━━━━━ Text ━━━━━

Day 10: Dynamic Programming¶

BUSI520 - Python for Business Research¶

Kerry Back, JGSB, Rice University¶

Dynamic Programming¶

  • action at each date
  • reward (possibly) at each date depending on the action
  • state variable that evolves depending on the action and that determines future possible rewards

Example: Cake-Eating Problem¶

  • cake (of size 1) that can be eaten at any time
  • utility from eating cake
  • state variable is the amount of cake left

maximize $\sum_{t=0}^\infty \delta^t u(c_t)$ subject to $\sum_{t=0}^\infty c_t \leq 1$

  • we'll take $\delta = 0.9$ and $u(c) = \sqrt{c}$ for illustration

Value Function¶

  • maximum discounted future utility achievable starting from a given amount of cake $c$

$$V(x) = \max_{\sum c_t \le x} \sum_{t=0}^\infty \delta^t u(c_t)$$

  • satisfies Bellman equation

$$V(x) = \max_{c \le x} u(c) + \delta V(x-c)$$

Value Iteration¶

  • start with arbitrary guess $V_0$ for $V$, for example, $V_0(x)=0$ for all $x$.
  • define $V_1(x) = \max_c u(c) + \delta V_0(x-c)$.
  • define $V_2(x) = \max_c u(c) + \delta V_1(x-c)$, etc.
  • this is a contraction map and converges to the true value function $V$.
In [5]:
import numpy as np
from autograd import grad
from scipy.optimize import minimize
from scipy.interpolate import interp1d

u = np.sqrt
delta = 0.9    
cake_grid = np.linspace(0, 1, 100)

━━━━━ Records supplied ━━━━━

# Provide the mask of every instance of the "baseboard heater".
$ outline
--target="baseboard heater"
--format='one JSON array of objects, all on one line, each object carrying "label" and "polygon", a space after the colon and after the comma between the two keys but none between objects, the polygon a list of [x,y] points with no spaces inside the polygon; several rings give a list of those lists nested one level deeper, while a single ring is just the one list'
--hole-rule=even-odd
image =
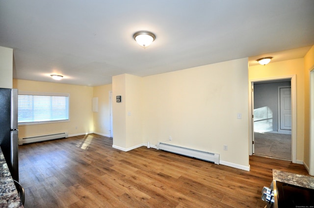
[{"label": "baseboard heater", "polygon": [[219,164],[219,154],[159,142],[157,149]]},{"label": "baseboard heater", "polygon": [[19,138],[19,144],[22,145],[27,143],[36,142],[38,141],[47,141],[56,139],[67,138],[68,132],[62,132],[45,135],[35,136],[33,137]]}]

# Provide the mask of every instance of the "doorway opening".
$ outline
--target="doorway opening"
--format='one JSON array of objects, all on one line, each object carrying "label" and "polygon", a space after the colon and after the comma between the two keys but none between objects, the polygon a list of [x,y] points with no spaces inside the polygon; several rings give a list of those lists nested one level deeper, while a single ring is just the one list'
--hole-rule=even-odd
[{"label": "doorway opening", "polygon": [[254,153],[291,161],[290,80],[253,85]]},{"label": "doorway opening", "polygon": [[296,163],[295,76],[250,82],[250,155]]}]

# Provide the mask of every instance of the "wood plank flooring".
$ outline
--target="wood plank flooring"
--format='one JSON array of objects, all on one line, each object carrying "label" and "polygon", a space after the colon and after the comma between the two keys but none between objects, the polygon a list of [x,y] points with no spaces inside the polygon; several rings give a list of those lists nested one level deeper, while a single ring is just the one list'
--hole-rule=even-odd
[{"label": "wood plank flooring", "polygon": [[303,165],[258,156],[246,171],[142,147],[128,152],[95,134],[19,147],[25,208],[263,208],[275,168]]}]

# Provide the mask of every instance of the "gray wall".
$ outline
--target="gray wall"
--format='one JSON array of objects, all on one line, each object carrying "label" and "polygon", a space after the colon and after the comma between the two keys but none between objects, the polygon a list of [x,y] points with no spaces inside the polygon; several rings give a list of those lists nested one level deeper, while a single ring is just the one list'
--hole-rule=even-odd
[{"label": "gray wall", "polygon": [[268,106],[273,112],[273,131],[278,128],[278,87],[291,86],[291,82],[254,83],[254,109]]}]

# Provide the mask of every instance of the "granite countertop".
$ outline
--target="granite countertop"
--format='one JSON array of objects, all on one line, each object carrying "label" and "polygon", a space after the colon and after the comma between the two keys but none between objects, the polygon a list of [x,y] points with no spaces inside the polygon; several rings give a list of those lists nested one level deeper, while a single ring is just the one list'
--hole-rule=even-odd
[{"label": "granite countertop", "polygon": [[314,177],[273,169],[273,179],[281,182],[314,189]]},{"label": "granite countertop", "polygon": [[23,207],[4,156],[0,148],[0,208]]}]

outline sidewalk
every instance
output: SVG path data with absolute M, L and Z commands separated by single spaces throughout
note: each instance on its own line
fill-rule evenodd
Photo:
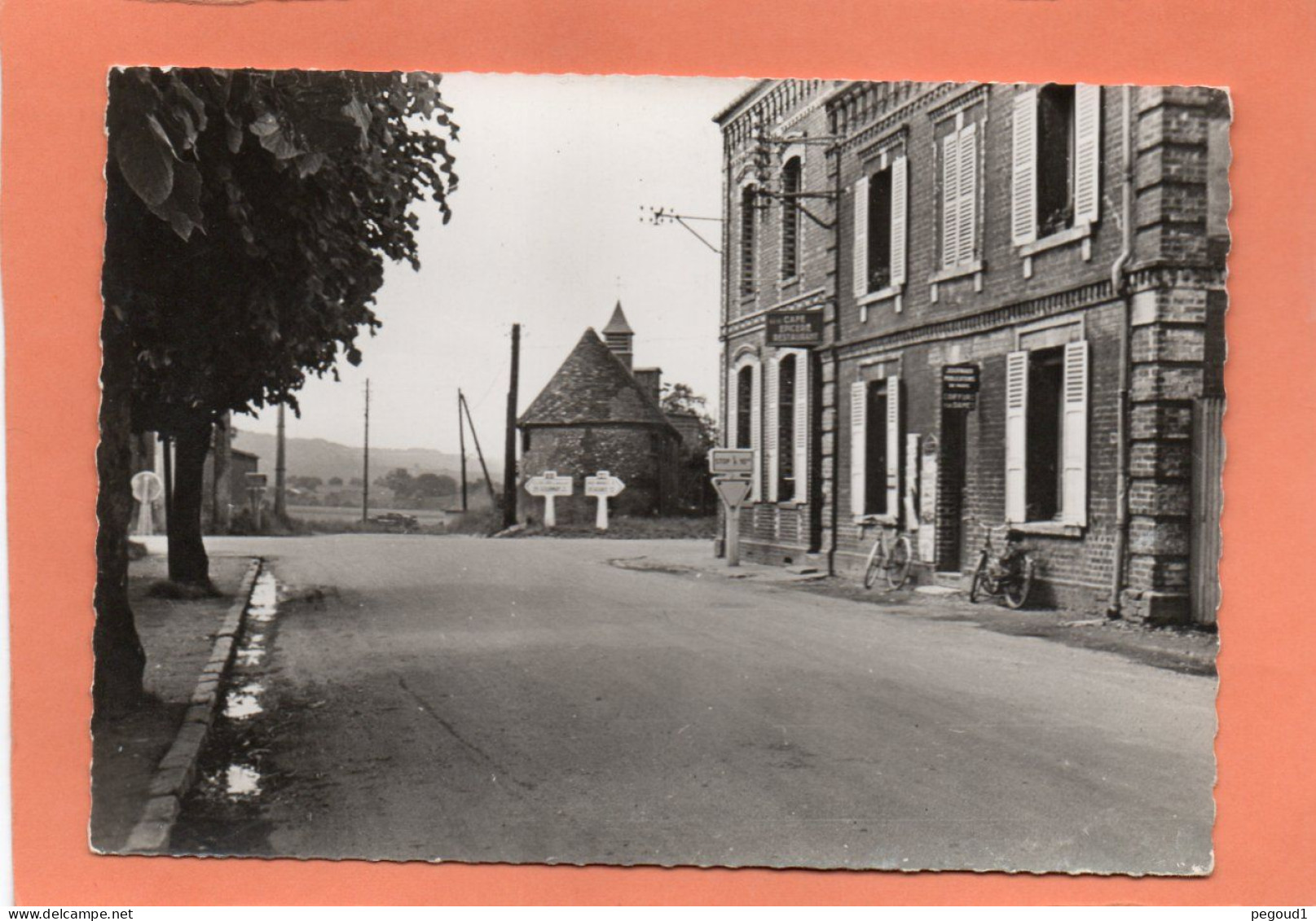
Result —
M 620 549 L 620 547 L 619 547 Z M 1190 675 L 1215 675 L 1216 634 L 1190 628 L 1153 628 L 1128 621 L 1108 620 L 1096 614 L 1025 608 L 1011 610 L 983 601 L 971 604 L 965 592 L 945 588 L 904 588 L 899 592 L 880 588 L 865 589 L 854 580 L 828 576 L 808 567 L 776 567 L 741 562 L 728 567 L 725 559 L 713 557 L 705 541 L 670 541 L 667 545 L 646 543 L 642 554 L 620 555 L 613 566 L 647 572 L 670 572 L 695 579 L 722 579 L 804 591 L 828 597 L 871 604 L 882 613 L 925 620 L 971 622 L 986 630 L 1021 637 L 1037 637 L 1067 646 L 1115 653 L 1134 662 L 1182 671 Z M 932 591 L 928 591 L 932 589 Z
M 104 851 L 120 850 L 141 817 L 155 766 L 178 734 L 215 633 L 250 563 L 249 557 L 212 553 L 211 579 L 220 597 L 161 599 L 149 589 L 166 576 L 163 545 L 155 541 L 149 549 L 150 555 L 129 567 L 129 593 L 146 647 L 150 699 L 134 713 L 92 726 L 91 843 Z

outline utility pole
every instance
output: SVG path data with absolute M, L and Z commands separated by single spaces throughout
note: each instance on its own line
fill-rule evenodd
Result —
M 471 438 L 475 441 L 475 457 L 480 459 L 480 470 L 484 471 L 484 487 L 490 491 L 490 508 L 497 508 L 497 493 L 494 492 L 494 480 L 490 479 L 488 464 L 484 463 L 484 451 L 480 450 L 480 434 L 475 430 L 475 420 L 471 418 L 471 404 L 462 397 L 462 408 L 466 409 L 466 424 L 471 426 Z
M 279 404 L 279 437 L 274 446 L 274 520 L 283 524 L 288 520 L 287 505 L 287 455 L 283 445 L 283 404 Z
M 370 521 L 370 378 L 366 378 L 366 447 L 361 463 L 361 522 Z
M 507 388 L 507 439 L 503 443 L 503 526 L 516 524 L 516 383 L 521 366 L 521 324 L 512 324 L 512 380 Z
M 466 510 L 466 420 L 462 418 L 462 404 L 466 403 L 466 397 L 462 396 L 461 388 L 457 389 L 457 443 L 461 446 L 462 453 L 462 510 Z

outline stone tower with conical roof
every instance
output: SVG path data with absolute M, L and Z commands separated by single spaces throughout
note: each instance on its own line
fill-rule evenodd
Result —
M 575 482 L 557 501 L 559 525 L 594 521 L 584 478 L 601 470 L 626 484 L 612 500 L 619 514 L 663 514 L 678 503 L 682 436 L 658 403 L 658 368 L 632 368 L 633 338 L 619 303 L 603 337 L 587 329 L 517 421 L 522 484 L 547 471 Z M 538 521 L 544 503 L 522 492 L 520 507 Z
M 626 322 L 626 314 L 622 313 L 621 301 L 619 300 L 617 307 L 612 311 L 612 320 L 603 328 L 603 341 L 628 370 L 634 361 L 634 350 L 632 349 L 634 338 L 636 332 Z

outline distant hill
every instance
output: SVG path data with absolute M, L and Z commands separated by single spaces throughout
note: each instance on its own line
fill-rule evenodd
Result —
M 250 451 L 261 458 L 262 472 L 274 474 L 275 437 L 263 432 L 245 432 L 238 429 L 233 437 L 233 447 Z M 329 482 L 330 476 L 341 476 L 343 483 L 353 476 L 361 476 L 361 449 L 350 445 L 338 445 L 324 438 L 288 438 L 288 475 L 290 476 L 318 476 Z M 490 474 L 497 482 L 503 468 L 490 462 Z M 447 474 L 458 476 L 462 470 L 462 460 L 455 454 L 443 454 L 428 447 L 374 447 L 370 449 L 370 479 L 383 476 L 390 470 L 405 467 L 417 474 Z M 466 475 L 474 483 L 483 479 L 479 460 L 472 451 L 466 459 Z

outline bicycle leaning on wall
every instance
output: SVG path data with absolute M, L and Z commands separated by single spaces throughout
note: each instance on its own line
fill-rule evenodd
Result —
M 859 525 L 861 529 L 863 525 Z M 878 537 L 863 563 L 863 587 L 873 588 L 878 576 L 884 575 L 890 588 L 900 588 L 909 579 L 913 564 L 913 546 L 895 525 L 878 525 Z
M 994 533 L 1000 534 L 998 542 L 992 541 Z M 987 529 L 987 537 L 978 553 L 978 567 L 974 570 L 973 582 L 969 583 L 970 601 L 991 595 L 1004 599 L 1009 608 L 1023 608 L 1028 603 L 1037 560 L 1020 546 L 1021 538 L 1023 535 L 1009 525 Z

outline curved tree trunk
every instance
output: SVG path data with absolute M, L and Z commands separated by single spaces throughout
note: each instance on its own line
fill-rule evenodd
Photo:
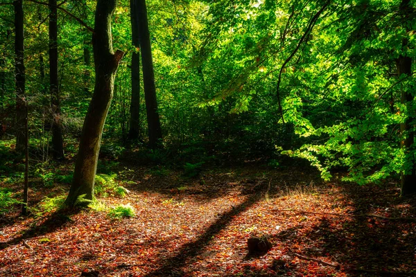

━━━━━

**Short task 1:** Quote the dynamic programming lesson from "Value Function¶" up to and including "u(c) + \delta V_0(x-c)$.".
**Short task 2:** In the records, print the lines from the one containing "outline utility pole" up to and including the one containing "M 626 322 L", and nothing else.

**Exercise result 1:**
Value Function¶

  • maximum discounted future utility achievable starting from a given amount of cake $c$

$$V(x) = \max_{\sum c_t \le x} \sum_{t=0}^\infty \delta^t u(c_t)$$

  • satisfies Bellman equation

$$V(x) = \max_{c \le x} u(c) + \delta V(x-c)$$

Value Iteration¶

  • start with arbitrary guess $V_0$ for $V$, for example, $V_0(x)=0$ for all $x$.
  • define $V_1(x) = \max_c u(c) + \delta V_0(x-c)$.

**Exercise result 2:**
outline utility pole
every instance
output: SVG path data with absolute M, L and Z commands separated by single spaces throughout
note: each instance on its own line
fill-rule evenodd
Result —
M 471 438 L 475 441 L 475 457 L 480 459 L 480 470 L 484 471 L 484 487 L 490 491 L 490 508 L 497 508 L 497 493 L 494 492 L 494 480 L 490 479 L 488 464 L 484 463 L 484 451 L 480 450 L 480 434 L 475 430 L 475 420 L 471 418 L 471 404 L 462 397 L 462 408 L 466 409 L 466 424 L 471 426 Z
M 279 404 L 279 437 L 274 446 L 274 520 L 283 524 L 288 520 L 287 505 L 287 455 L 283 445 L 283 404 Z
M 370 521 L 370 378 L 366 378 L 366 447 L 361 463 L 361 522 Z
M 507 388 L 507 439 L 503 443 L 503 526 L 516 524 L 516 383 L 521 366 L 521 324 L 512 324 L 512 380 Z
M 466 510 L 466 420 L 462 418 L 462 404 L 466 403 L 466 397 L 462 396 L 461 388 L 457 389 L 457 443 L 461 446 L 462 453 L 462 510 Z

outline stone tower with conical roof
every instance
output: SVG path data with absolute M, L and Z commands separated by single spaces throughout
note: each instance on its own line
fill-rule evenodd
Result —
M 575 482 L 557 501 L 559 525 L 594 521 L 584 478 L 601 470 L 626 484 L 612 500 L 619 514 L 663 514 L 678 503 L 682 436 L 658 403 L 658 368 L 632 368 L 633 338 L 619 303 L 603 337 L 587 329 L 517 421 L 522 484 L 547 471 Z M 538 521 L 544 503 L 522 492 L 520 507 Z
M 626 322 L 626 314 L 622 313 L 621 301 L 619 300 L 617 307 L 612 311 L 612 320 L 603 328 L 603 341 L 628 370 L 634 361 L 634 350 L 632 349 L 634 338 L 636 332 Z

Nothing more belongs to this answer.